YOUR TASK: Word for word, give the data again without its pictures.
-------- EXCERPTED RECORDS --------
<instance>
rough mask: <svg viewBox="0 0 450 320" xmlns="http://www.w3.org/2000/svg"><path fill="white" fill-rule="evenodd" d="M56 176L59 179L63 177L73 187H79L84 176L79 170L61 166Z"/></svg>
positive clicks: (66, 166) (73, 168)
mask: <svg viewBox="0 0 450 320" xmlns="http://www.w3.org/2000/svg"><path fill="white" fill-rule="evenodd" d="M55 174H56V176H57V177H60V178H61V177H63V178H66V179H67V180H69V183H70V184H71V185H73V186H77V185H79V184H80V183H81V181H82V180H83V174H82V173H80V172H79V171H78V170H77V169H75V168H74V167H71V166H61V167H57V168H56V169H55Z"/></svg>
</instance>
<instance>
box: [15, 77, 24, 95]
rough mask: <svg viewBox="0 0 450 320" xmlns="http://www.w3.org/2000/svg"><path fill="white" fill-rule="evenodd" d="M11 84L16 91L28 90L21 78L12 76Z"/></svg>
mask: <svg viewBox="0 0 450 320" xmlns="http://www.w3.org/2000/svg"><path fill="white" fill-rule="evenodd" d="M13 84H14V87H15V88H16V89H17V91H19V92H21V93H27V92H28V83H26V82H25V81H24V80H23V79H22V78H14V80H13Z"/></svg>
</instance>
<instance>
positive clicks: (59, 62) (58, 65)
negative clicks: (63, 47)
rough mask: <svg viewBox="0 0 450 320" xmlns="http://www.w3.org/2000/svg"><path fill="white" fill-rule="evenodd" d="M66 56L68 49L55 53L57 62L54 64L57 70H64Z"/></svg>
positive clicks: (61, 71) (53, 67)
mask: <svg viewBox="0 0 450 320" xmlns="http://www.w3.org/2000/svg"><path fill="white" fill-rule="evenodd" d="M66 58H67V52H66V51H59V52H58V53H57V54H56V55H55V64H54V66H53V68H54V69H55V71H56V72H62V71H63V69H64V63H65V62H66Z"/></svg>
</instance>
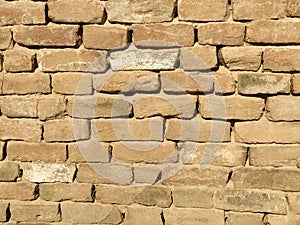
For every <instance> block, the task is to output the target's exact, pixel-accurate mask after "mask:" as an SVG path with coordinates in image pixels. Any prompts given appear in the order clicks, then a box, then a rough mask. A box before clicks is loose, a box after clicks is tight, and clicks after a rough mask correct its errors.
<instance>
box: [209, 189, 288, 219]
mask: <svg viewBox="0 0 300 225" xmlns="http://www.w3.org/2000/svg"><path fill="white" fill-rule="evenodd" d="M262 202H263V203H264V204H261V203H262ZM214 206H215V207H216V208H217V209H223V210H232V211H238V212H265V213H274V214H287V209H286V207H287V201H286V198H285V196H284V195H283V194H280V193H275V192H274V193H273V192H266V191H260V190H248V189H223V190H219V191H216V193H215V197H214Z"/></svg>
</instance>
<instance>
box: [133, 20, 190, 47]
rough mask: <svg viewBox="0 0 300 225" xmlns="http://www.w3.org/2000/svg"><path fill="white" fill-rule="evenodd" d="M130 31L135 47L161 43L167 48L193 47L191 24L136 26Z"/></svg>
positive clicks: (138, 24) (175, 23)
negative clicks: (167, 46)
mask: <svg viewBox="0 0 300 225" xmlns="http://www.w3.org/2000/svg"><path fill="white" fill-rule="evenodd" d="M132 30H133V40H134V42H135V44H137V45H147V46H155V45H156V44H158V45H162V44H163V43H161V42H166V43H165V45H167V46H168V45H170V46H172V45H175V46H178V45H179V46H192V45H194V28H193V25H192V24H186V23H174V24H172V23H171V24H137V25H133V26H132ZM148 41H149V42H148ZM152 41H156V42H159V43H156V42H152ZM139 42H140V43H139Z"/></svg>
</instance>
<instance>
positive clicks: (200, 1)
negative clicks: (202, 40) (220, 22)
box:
--------
ANSWER TO THIS TASK:
<instance>
rough mask: <svg viewBox="0 0 450 320" xmlns="http://www.w3.org/2000/svg"><path fill="white" fill-rule="evenodd" d="M56 176L59 179L63 177L73 187H79L84 176L79 170L61 166Z"/></svg>
positive clicks: (66, 166) (73, 168)
mask: <svg viewBox="0 0 450 320" xmlns="http://www.w3.org/2000/svg"><path fill="white" fill-rule="evenodd" d="M55 174H56V176H57V177H60V178H61V177H63V178H66V179H67V180H69V183H70V184H71V185H73V186H77V185H79V184H80V183H81V181H82V180H83V174H82V173H80V172H79V171H78V170H77V169H75V168H74V167H71V166H61V167H57V168H56V169H55Z"/></svg>
</instance>
<instance>
box: [15, 77, 24, 95]
rough mask: <svg viewBox="0 0 450 320" xmlns="http://www.w3.org/2000/svg"><path fill="white" fill-rule="evenodd" d="M11 84L16 91L28 90L21 78L12 76Z"/></svg>
mask: <svg viewBox="0 0 450 320" xmlns="http://www.w3.org/2000/svg"><path fill="white" fill-rule="evenodd" d="M13 84H14V87H15V88H16V89H17V91H19V92H21V93H27V92H28V83H26V82H25V81H24V80H23V79H22V78H14V80H13Z"/></svg>
</instance>
<instance>
positive clicks: (59, 62) (58, 65)
negative clicks: (63, 47)
rough mask: <svg viewBox="0 0 450 320" xmlns="http://www.w3.org/2000/svg"><path fill="white" fill-rule="evenodd" d="M66 56L68 49L55 53L57 62L54 64L57 70H64Z"/></svg>
positive clicks: (61, 71) (53, 67)
mask: <svg viewBox="0 0 450 320" xmlns="http://www.w3.org/2000/svg"><path fill="white" fill-rule="evenodd" d="M66 58H67V52H66V51H59V52H58V53H57V54H56V55H55V64H54V66H53V68H54V69H55V71H56V72H62V71H63V69H64V63H65V62H66Z"/></svg>
</instance>
For every <instance> block, the task is to output the target's exact, pixel-accurate mask after "mask:" as an SVG path with coordinates in image pixels. Any prompts given appear in the order clicks, then a box, then a rough mask. A box before clicks is loose, a box after clicks is tight, and clicks after a rough mask correct its errors.
<instance>
box: [209, 189, 288, 219]
mask: <svg viewBox="0 0 300 225" xmlns="http://www.w3.org/2000/svg"><path fill="white" fill-rule="evenodd" d="M262 202H263V203H264V204H261V203H262ZM214 206H215V207H216V208H217V209H223V210H232V211H238V212H265V213H274V214H287V209H286V207H287V201H286V198H285V196H284V195H283V194H280V193H275V192H274V193H273V192H266V191H260V190H248V189H223V190H219V191H216V193H215V197H214Z"/></svg>
</instance>
<instance>
box: [133, 20, 190, 47]
rough mask: <svg viewBox="0 0 300 225" xmlns="http://www.w3.org/2000/svg"><path fill="white" fill-rule="evenodd" d="M130 31L135 47L161 43L167 48L193 47L191 24L136 26Z"/></svg>
positive clicks: (138, 24) (175, 23)
negative clicks: (167, 46)
mask: <svg viewBox="0 0 300 225" xmlns="http://www.w3.org/2000/svg"><path fill="white" fill-rule="evenodd" d="M132 30H133V40H134V42H135V44H137V45H147V46H155V45H156V44H158V45H162V44H163V43H161V42H166V43H165V45H167V46H168V45H170V46H172V45H175V46H178V45H179V46H192V45H194V28H193V25H192V24H186V23H174V24H172V23H171V24H137V25H133V26H132ZM148 41H149V42H148ZM152 41H156V42H159V43H156V42H152ZM139 42H140V43H139Z"/></svg>
</instance>
<instance>
positive clicks: (200, 1)
negative clicks: (202, 40) (220, 22)
box:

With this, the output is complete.